[[ DATA EXCERPTS, beginning ]]

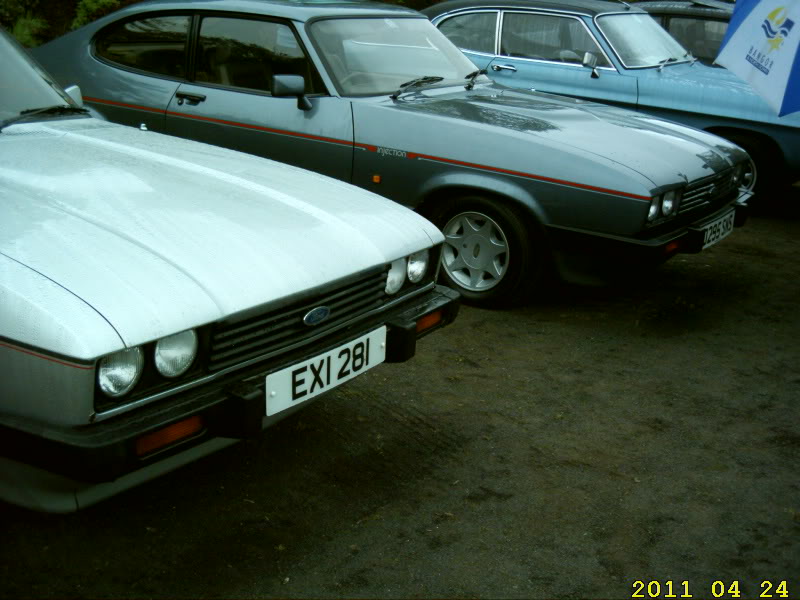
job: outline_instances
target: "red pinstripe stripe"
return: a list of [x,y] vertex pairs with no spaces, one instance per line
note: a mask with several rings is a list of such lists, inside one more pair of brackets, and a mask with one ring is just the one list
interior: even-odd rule
[[[96,102],[98,104],[110,104],[112,106],[123,106],[125,108],[135,108],[135,109],[138,109],[138,110],[146,110],[146,111],[149,111],[149,112],[156,112],[156,113],[162,112],[159,109],[151,108],[151,107],[148,107],[148,106],[138,106],[138,105],[135,105],[135,104],[126,104],[124,102],[116,102],[114,100],[103,100],[103,99],[100,99],[100,98],[92,98],[92,97],[89,97],[89,96],[85,96],[84,100],[86,100],[88,102]],[[184,119],[195,119],[195,120],[198,120],[198,121],[207,121],[207,122],[210,122],[210,123],[220,123],[220,124],[223,124],[223,125],[232,125],[234,127],[242,127],[244,129],[253,129],[253,130],[256,130],[256,131],[264,131],[264,132],[267,132],[267,133],[277,133],[277,134],[280,134],[280,135],[288,135],[288,136],[292,136],[292,137],[299,137],[299,138],[304,138],[304,139],[309,139],[309,140],[316,140],[316,141],[320,141],[320,142],[328,142],[328,143],[331,143],[331,144],[340,144],[340,145],[346,145],[346,146],[353,145],[353,146],[355,146],[357,148],[362,148],[364,150],[368,150],[369,152],[377,152],[378,151],[377,146],[373,146],[373,145],[370,145],[370,144],[362,144],[360,142],[351,142],[351,141],[348,141],[348,140],[339,140],[339,139],[336,139],[336,138],[322,137],[322,136],[318,136],[318,135],[311,135],[311,134],[308,134],[308,133],[300,133],[298,131],[286,131],[286,130],[283,130],[283,129],[273,129],[271,127],[263,127],[261,125],[251,125],[249,123],[240,123],[238,121],[226,121],[225,119],[215,119],[213,117],[203,117],[203,116],[199,116],[199,115],[187,115],[185,113],[178,113],[178,112],[173,112],[173,111],[163,111],[163,112],[166,115],[171,115],[171,116],[174,116],[174,117],[181,117],[181,118],[184,118]],[[566,185],[566,186],[569,186],[569,187],[574,187],[574,188],[578,188],[578,189],[582,189],[582,190],[590,190],[590,191],[593,191],[593,192],[601,192],[603,194],[612,194],[614,196],[623,196],[625,198],[634,198],[635,200],[650,200],[650,196],[640,196],[639,194],[630,194],[628,192],[621,192],[619,190],[612,190],[612,189],[609,189],[609,188],[603,188],[603,187],[598,187],[598,186],[594,186],[594,185],[586,185],[586,184],[577,183],[577,182],[574,182],[574,181],[567,181],[565,179],[555,179],[553,177],[545,177],[544,175],[534,175],[532,173],[525,173],[525,172],[522,172],[522,171],[512,171],[510,169],[503,169],[501,167],[490,167],[488,165],[481,165],[481,164],[477,164],[477,163],[469,163],[469,162],[465,162],[465,161],[462,161],[462,160],[455,160],[455,159],[452,159],[452,158],[444,158],[444,157],[441,157],[441,156],[431,156],[431,155],[428,155],[428,154],[418,154],[416,152],[407,152],[406,156],[409,159],[418,159],[419,158],[419,159],[422,159],[422,160],[430,160],[430,161],[434,161],[434,162],[441,162],[441,163],[446,163],[446,164],[451,164],[451,165],[458,165],[458,166],[461,166],[461,167],[469,167],[471,169],[478,169],[478,170],[481,170],[481,171],[490,171],[492,173],[503,173],[505,175],[514,175],[515,177],[524,177],[525,179],[533,179],[533,180],[536,180],[536,181],[546,181],[548,183],[557,183],[559,185]]]
[[81,369],[84,371],[89,371],[94,368],[93,365],[76,365],[74,363],[64,362],[63,360],[58,360],[57,358],[53,358],[51,356],[45,356],[44,354],[39,354],[37,352],[31,352],[30,350],[25,350],[24,348],[20,348],[19,346],[12,346],[11,344],[5,344],[0,342],[0,346],[4,348],[8,348],[10,350],[16,350],[17,352],[22,352],[22,354],[28,354],[30,356],[35,356],[36,358],[41,358],[50,362],[54,362],[59,365],[64,365],[65,367],[72,367],[73,369]]

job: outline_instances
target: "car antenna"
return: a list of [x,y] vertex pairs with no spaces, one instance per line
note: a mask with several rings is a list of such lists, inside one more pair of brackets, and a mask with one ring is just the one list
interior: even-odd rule
[[617,0],[617,2],[619,2],[620,4],[623,4],[626,9],[630,10],[631,5],[628,4],[627,2],[625,2],[625,0]]

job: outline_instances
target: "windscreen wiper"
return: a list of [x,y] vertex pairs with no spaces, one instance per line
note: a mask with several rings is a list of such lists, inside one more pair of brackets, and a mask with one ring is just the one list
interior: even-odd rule
[[660,61],[658,63],[658,70],[660,71],[661,69],[664,68],[664,65],[666,65],[667,63],[672,63],[672,62],[678,62],[678,59],[675,58],[674,56],[670,56],[669,58],[665,58],[664,60],[662,60],[662,61]]
[[68,114],[88,115],[89,111],[86,110],[85,108],[70,106],[69,104],[56,104],[55,106],[45,106],[42,108],[29,108],[27,110],[20,111],[20,113],[15,117],[10,117],[5,121],[0,122],[0,131],[3,131],[5,127],[8,127],[13,123],[24,121],[25,119],[29,119],[31,117],[36,117],[39,115],[68,115]]
[[411,81],[406,81],[405,83],[400,84],[400,89],[398,89],[394,94],[389,96],[392,100],[397,100],[397,97],[405,92],[406,90],[419,87],[421,85],[425,85],[427,83],[437,83],[442,81],[444,77],[439,77],[438,75],[425,75],[424,77],[417,77],[416,79],[412,79]]
[[464,77],[464,79],[469,79],[469,81],[467,81],[467,85],[464,86],[464,89],[471,90],[472,88],[474,88],[475,80],[480,75],[486,75],[486,69],[478,69],[477,71],[473,71],[472,73]]

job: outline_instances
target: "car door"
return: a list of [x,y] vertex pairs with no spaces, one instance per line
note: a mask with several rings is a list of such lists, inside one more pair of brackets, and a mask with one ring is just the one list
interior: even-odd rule
[[164,131],[170,100],[186,77],[191,15],[125,20],[102,30],[94,42],[91,76],[69,72],[84,101],[110,121]]
[[[503,11],[498,56],[489,75],[498,83],[626,107],[637,102],[637,79],[620,73],[582,19]],[[597,67],[584,66],[586,53]]]
[[[349,181],[350,104],[327,95],[291,24],[201,15],[191,80],[169,103],[168,133]],[[272,95],[272,76],[301,75],[310,108]]]

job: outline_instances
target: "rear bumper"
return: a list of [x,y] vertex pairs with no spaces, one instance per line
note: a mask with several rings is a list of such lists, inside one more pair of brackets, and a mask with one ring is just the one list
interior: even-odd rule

[[ DATA EXCERPTS, end ]]

Return the records above exactly as written, but without any of the pictures.

*YOUR SOLUTION*.
job: outline_instances
target: "red pinstripe stripe"
return: a list of [x,y] vertex pairs with no spaces, one instance per line
note: a mask with several rings is a list of such lists, inside one more pair of brackets, and a mask with one ring is just the one list
interior: even-odd rule
[[[96,102],[98,104],[110,104],[112,106],[123,106],[125,108],[135,108],[135,109],[138,109],[138,110],[146,110],[146,111],[149,111],[149,112],[156,112],[156,113],[162,112],[159,109],[151,108],[151,107],[148,107],[148,106],[138,106],[138,105],[135,105],[135,104],[126,104],[124,102],[116,102],[114,100],[103,100],[103,99],[100,99],[100,98],[92,98],[92,97],[89,97],[89,96],[85,96],[84,100],[86,100],[88,102]],[[184,119],[195,119],[195,120],[198,120],[198,121],[207,121],[207,122],[210,122],[210,123],[220,123],[220,124],[223,124],[223,125],[232,125],[234,127],[242,127],[244,129],[253,129],[253,130],[256,130],[256,131],[264,131],[264,132],[267,132],[267,133],[277,133],[277,134],[280,134],[280,135],[288,135],[288,136],[292,136],[292,137],[299,137],[299,138],[304,138],[304,139],[309,139],[309,140],[316,140],[316,141],[320,141],[320,142],[328,142],[328,143],[331,143],[331,144],[340,144],[340,145],[346,145],[346,146],[353,145],[353,146],[355,146],[357,148],[362,148],[364,150],[368,150],[369,152],[377,152],[378,151],[377,146],[373,146],[373,145],[370,145],[370,144],[362,144],[360,142],[351,142],[351,141],[348,141],[348,140],[339,140],[339,139],[336,139],[336,138],[322,137],[322,136],[318,136],[318,135],[311,135],[311,134],[308,134],[308,133],[300,133],[298,131],[286,131],[286,130],[283,130],[283,129],[273,129],[271,127],[263,127],[261,125],[251,125],[249,123],[240,123],[238,121],[226,121],[225,119],[215,119],[213,117],[203,117],[203,116],[199,116],[199,115],[187,115],[185,113],[178,113],[178,112],[173,112],[173,111],[163,111],[163,112],[166,115],[171,115],[171,116],[174,116],[174,117],[181,117],[181,118],[184,118]],[[566,185],[566,186],[569,186],[569,187],[574,187],[574,188],[578,188],[578,189],[582,189],[582,190],[590,190],[590,191],[593,191],[593,192],[601,192],[603,194],[612,194],[614,196],[623,196],[625,198],[634,198],[635,200],[650,200],[650,196],[640,196],[639,194],[630,194],[628,192],[621,192],[619,190],[612,190],[612,189],[609,189],[609,188],[603,188],[603,187],[598,187],[598,186],[594,186],[594,185],[586,185],[586,184],[577,183],[577,182],[574,182],[574,181],[567,181],[565,179],[555,179],[553,177],[545,177],[544,175],[534,175],[532,173],[525,173],[525,172],[522,172],[522,171],[512,171],[510,169],[503,169],[501,167],[490,167],[488,165],[481,165],[481,164],[477,164],[477,163],[469,163],[469,162],[465,162],[465,161],[462,161],[462,160],[455,160],[455,159],[452,159],[452,158],[444,158],[444,157],[441,157],[441,156],[431,156],[431,155],[428,155],[428,154],[418,154],[416,152],[407,152],[406,156],[409,159],[418,159],[419,158],[419,159],[422,159],[422,160],[430,160],[430,161],[434,161],[434,162],[441,162],[441,163],[446,163],[446,164],[451,164],[451,165],[458,165],[458,166],[461,166],[461,167],[469,167],[471,169],[478,169],[478,170],[481,170],[481,171],[490,171],[492,173],[503,173],[505,175],[514,175],[515,177],[524,177],[525,179],[533,179],[533,180],[536,180],[536,181],[546,181],[548,183],[557,183],[559,185]]]
[[81,369],[84,371],[89,371],[94,368],[93,365],[76,365],[74,363],[64,362],[63,360],[58,360],[57,358],[53,358],[51,356],[45,356],[44,354],[39,354],[37,352],[31,352],[30,350],[25,350],[24,348],[20,348],[19,346],[12,346],[11,344],[5,344],[0,342],[0,346],[4,348],[8,348],[10,350],[16,350],[17,352],[22,352],[22,354],[28,354],[30,356],[35,356],[36,358],[41,358],[50,362],[54,362],[59,365],[64,365],[65,367],[72,367],[73,369]]

job: outline_instances
target: "car antenna"
return: a list of [x,y] vertex pairs with no spaces, one instance per line
note: a mask with several rings is a list of such lists, inside one more pair of brackets, and a mask with one ring is just the one list
interior: even-odd rule
[[617,0],[617,2],[619,2],[620,4],[623,4],[626,9],[630,10],[631,5],[628,4],[627,2],[625,2],[625,0]]

job: outline_instances
target: "windscreen wiper"
return: a list of [x,y] vertex pairs with no spaces, one instance per line
note: a mask with several rings is a list of such lists, inside one more pair of brackets, and a mask with one ring is just the one list
interior: even-odd rule
[[660,61],[658,63],[658,70],[660,71],[661,69],[664,68],[664,65],[666,65],[667,63],[672,63],[672,62],[678,62],[678,59],[675,58],[674,56],[670,56],[669,58],[665,58],[664,60],[662,60],[662,61]]
[[68,114],[88,115],[89,111],[86,110],[85,108],[70,106],[69,104],[56,104],[55,106],[45,106],[42,108],[29,108],[27,110],[20,111],[20,113],[15,117],[10,117],[5,121],[0,122],[0,131],[3,131],[5,127],[8,127],[13,123],[24,121],[25,119],[29,119],[31,117],[36,117],[39,115],[68,115]]
[[411,81],[406,81],[405,83],[400,84],[400,89],[398,89],[394,94],[389,96],[392,100],[397,100],[397,97],[405,92],[406,90],[419,87],[421,85],[425,85],[427,83],[437,83],[442,81],[444,77],[439,77],[438,75],[425,75],[424,77],[417,77],[416,79],[412,79]]
[[464,77],[464,79],[469,79],[469,81],[467,81],[467,85],[464,86],[464,89],[471,90],[472,88],[474,88],[475,80],[480,75],[486,75],[486,69],[478,69],[477,71],[473,71],[472,73]]

job: outline_instances
target: "car door"
return: a list of [x,y] vertex pairs with no spaces, one instance per line
note: a mask with several rings is a list of such lists, inside one more pair of brackets, and a mask with one ring is just the one list
interior: even-odd rule
[[164,131],[170,100],[186,77],[191,15],[125,20],[102,30],[94,42],[91,76],[69,72],[84,101],[110,121]]
[[[503,11],[498,56],[489,75],[498,83],[626,107],[637,102],[637,79],[620,73],[582,19]],[[597,67],[584,66],[586,53]]]
[[[349,181],[350,104],[327,95],[291,24],[201,15],[191,80],[169,103],[168,133]],[[272,95],[272,76],[301,75],[310,108]]]

job: outline_instances
target: "rear bumper"
return: a list of [x,y] vertex pairs with no spaces, one instance per line
note: a mask with several rings is a list of such lists, inside one more pair of brackets, and a mask with one ring is just the one list
interior: even-odd rule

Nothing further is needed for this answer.